| The problem |
From the entries below, gather each line containing the word "Example".

| Dataset |
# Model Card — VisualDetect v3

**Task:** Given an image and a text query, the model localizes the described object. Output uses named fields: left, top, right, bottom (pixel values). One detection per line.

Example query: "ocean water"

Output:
...
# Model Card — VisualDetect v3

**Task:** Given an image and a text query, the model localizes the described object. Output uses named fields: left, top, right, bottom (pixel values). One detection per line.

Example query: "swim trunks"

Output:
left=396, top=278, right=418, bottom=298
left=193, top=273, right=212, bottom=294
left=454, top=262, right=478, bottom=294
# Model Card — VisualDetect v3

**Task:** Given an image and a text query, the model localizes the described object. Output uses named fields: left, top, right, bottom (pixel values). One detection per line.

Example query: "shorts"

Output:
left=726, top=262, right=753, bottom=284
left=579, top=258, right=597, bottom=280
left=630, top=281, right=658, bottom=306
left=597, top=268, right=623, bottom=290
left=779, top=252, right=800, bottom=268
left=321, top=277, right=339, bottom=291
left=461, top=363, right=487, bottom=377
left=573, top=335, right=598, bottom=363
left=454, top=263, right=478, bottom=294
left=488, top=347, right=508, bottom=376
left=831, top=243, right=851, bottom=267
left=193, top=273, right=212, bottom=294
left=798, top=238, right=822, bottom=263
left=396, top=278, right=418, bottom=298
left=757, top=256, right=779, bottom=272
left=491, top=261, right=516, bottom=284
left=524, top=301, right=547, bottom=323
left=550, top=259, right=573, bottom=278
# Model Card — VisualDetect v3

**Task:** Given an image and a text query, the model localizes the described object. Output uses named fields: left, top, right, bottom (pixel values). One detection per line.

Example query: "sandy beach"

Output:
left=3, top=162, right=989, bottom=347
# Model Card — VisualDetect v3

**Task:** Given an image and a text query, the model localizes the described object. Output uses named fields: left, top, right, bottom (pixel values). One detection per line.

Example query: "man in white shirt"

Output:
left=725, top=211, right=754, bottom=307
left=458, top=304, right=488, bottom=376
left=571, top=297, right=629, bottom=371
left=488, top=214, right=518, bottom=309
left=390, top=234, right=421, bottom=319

| Result of the exercise |
Example query: "ocean water"
Example query: "swim trunks"
Example query: "shorts"
Example query: "sandy beach"
Example query: "man in white shirt"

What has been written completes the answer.